Quoted passage
★ ★ ★ ★ ★ ★ ★
The prime minister also ducked a question on whether people should buy second homes overseas, like his father has in Greece, in order to sidestep an international travel ban and enjoy a holiday abroad this year.

An exemption dubbed the “Stanley Johnson clause” allowing people to travel overseas in connection to second homes abroad is to be included in new coronavirus rules, which MPs will vote on this Thursday.

The legislation, which could see people leaving England for a foreign holiday left facing a £5,000 fine, will allow trips for the “purchase, sale, letting or rental of a residential property”.

A senior scientific adviser has suggested people should plan to holiday in the UK this summer.

Professor Neil Ferguson, whose modelling led to the first UK lockdown last March, said relaxing border measures too early risked the success of the UK's vaccination programme.

He said the risk from Europe is the arrival of new variants, or importing cases of the troubling South African variant from countries where cases were rising.

He told BBC Radio 4's World at One programme the effectiveness of the AstraZeneca and Pfizer vaccines “might drop substantially, 60 per cent or 50 per cent” in the face of variants.

Asked if he was therefore in favour of keeping borders closed, Prof Ferguson said: "I certainly am in favour of relaxing border measures at a slower rate than we relax controls within the country, and doing all we can to reduce the risk of importation of variants which might undermine our vaccination programme.”

The expert said that meant having finished “vaccinating everybody under 50, which will be late summer, and having vaccines in our stockpile which we know work very effectively against those variants”.

He added: “Conservatively and being risk averse at the moment, I think we should be planning on summer holidays in the UK, not overseas.”
★ ★ ★ ★ ★ ★ ★
Provided information
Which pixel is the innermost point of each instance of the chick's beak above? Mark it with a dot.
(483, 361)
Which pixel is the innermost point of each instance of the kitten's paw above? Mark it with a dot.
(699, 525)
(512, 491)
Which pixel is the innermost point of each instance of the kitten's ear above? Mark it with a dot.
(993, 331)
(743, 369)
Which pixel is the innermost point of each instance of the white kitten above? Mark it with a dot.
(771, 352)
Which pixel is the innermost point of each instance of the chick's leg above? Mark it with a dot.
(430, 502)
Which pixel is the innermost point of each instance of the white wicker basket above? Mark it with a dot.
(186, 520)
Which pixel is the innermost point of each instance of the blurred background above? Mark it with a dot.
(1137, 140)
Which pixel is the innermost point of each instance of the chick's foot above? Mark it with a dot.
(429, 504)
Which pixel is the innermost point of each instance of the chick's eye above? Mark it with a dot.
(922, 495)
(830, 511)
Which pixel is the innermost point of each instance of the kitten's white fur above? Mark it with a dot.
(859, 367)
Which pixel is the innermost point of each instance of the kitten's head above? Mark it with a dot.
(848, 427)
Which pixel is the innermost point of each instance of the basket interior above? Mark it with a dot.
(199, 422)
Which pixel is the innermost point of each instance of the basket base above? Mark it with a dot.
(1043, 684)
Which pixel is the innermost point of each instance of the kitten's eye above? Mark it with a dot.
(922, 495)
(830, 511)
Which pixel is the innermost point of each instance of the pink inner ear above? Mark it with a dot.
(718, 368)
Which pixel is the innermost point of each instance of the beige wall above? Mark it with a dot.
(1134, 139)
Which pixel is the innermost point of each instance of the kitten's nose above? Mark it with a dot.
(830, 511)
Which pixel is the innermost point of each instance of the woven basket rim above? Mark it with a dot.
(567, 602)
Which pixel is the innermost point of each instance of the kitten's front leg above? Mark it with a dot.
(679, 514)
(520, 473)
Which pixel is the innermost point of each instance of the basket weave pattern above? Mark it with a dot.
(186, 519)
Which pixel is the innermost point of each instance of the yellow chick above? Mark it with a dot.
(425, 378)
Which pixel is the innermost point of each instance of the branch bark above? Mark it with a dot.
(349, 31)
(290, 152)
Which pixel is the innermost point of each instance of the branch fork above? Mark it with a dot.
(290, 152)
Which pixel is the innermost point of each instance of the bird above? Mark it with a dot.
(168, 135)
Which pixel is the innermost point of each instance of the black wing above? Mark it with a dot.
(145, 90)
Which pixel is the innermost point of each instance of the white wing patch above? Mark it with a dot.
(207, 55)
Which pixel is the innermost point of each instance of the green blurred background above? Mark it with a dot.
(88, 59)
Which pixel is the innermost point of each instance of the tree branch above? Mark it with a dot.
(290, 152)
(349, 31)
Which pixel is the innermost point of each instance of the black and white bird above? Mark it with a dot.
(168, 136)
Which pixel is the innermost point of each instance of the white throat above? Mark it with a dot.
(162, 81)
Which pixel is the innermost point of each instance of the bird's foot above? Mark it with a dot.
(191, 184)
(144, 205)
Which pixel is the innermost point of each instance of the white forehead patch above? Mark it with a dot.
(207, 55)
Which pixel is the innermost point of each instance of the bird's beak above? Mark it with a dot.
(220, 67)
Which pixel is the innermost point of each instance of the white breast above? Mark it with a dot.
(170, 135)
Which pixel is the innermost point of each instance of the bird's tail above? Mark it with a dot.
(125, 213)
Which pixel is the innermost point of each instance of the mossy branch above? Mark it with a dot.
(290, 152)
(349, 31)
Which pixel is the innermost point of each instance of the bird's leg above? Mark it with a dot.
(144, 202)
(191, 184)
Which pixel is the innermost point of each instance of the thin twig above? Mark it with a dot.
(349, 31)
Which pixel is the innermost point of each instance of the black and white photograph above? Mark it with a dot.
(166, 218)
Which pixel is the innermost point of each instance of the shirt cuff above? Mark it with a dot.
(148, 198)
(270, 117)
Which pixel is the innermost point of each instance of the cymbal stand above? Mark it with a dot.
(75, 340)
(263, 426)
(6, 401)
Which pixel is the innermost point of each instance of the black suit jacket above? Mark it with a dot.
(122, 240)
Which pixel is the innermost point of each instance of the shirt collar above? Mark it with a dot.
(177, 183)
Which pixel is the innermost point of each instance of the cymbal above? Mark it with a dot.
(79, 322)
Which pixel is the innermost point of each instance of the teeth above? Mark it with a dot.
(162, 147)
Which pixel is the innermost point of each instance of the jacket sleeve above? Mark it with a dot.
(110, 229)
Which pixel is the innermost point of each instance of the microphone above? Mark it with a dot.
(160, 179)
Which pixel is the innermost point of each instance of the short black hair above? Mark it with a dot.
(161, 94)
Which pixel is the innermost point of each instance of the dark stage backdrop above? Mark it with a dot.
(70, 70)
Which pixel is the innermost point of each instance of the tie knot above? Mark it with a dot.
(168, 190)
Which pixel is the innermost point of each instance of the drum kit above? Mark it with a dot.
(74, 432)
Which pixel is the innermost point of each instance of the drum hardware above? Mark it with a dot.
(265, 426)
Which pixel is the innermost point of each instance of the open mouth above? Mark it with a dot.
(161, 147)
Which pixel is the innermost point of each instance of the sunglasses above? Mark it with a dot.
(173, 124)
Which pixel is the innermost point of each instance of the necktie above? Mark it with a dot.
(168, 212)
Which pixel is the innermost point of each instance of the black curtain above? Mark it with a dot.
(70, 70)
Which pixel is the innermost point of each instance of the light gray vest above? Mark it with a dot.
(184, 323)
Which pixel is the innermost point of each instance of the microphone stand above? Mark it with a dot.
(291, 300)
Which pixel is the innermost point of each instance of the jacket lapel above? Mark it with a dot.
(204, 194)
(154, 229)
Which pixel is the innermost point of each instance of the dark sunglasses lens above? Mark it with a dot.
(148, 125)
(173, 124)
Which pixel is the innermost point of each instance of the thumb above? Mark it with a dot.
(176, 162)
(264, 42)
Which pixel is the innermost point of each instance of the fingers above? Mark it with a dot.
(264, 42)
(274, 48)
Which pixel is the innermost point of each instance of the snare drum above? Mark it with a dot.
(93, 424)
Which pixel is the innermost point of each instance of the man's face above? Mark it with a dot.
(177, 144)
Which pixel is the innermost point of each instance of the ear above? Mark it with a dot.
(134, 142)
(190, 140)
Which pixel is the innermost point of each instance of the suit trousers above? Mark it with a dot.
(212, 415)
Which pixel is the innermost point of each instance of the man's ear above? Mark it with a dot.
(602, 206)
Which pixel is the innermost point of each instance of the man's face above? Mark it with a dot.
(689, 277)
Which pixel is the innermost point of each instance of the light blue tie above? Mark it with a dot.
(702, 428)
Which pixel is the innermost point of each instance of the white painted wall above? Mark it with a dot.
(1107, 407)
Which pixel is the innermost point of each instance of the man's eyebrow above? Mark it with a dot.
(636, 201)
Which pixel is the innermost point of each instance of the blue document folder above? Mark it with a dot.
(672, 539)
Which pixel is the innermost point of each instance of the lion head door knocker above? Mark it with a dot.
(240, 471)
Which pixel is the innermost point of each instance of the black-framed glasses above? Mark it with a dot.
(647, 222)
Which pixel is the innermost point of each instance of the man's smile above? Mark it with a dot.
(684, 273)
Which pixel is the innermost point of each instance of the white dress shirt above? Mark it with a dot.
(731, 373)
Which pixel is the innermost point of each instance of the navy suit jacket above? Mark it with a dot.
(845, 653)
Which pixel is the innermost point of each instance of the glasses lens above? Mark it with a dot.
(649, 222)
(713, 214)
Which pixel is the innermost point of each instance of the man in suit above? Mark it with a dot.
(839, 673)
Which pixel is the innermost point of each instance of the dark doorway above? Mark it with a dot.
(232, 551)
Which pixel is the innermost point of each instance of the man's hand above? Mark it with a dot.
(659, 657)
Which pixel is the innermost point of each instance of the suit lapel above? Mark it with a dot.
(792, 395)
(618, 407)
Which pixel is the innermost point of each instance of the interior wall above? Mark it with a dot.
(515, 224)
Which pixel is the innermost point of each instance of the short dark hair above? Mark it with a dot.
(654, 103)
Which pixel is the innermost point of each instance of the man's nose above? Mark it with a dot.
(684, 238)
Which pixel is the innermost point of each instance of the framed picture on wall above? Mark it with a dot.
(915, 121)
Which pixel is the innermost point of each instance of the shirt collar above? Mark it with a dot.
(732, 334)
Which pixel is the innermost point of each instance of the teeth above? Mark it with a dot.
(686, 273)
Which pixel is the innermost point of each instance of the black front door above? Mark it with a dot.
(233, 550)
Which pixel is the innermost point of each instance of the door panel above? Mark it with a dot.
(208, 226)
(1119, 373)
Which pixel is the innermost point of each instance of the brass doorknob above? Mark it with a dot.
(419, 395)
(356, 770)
★ ★ ★ ★ ★ ★ ★
From the news report above on overseas holidays, write out the passage between "A senior scientific" and "UK's vaccination programme.", inclusive.

Answer area
A senior scientific adviser has suggested people should plan to holiday in the UK this summer.

Professor Neil Ferguson, whose modelling led to the first UK lockdown last March, said relaxing border measures too early risked the success of the UK's vaccination programme.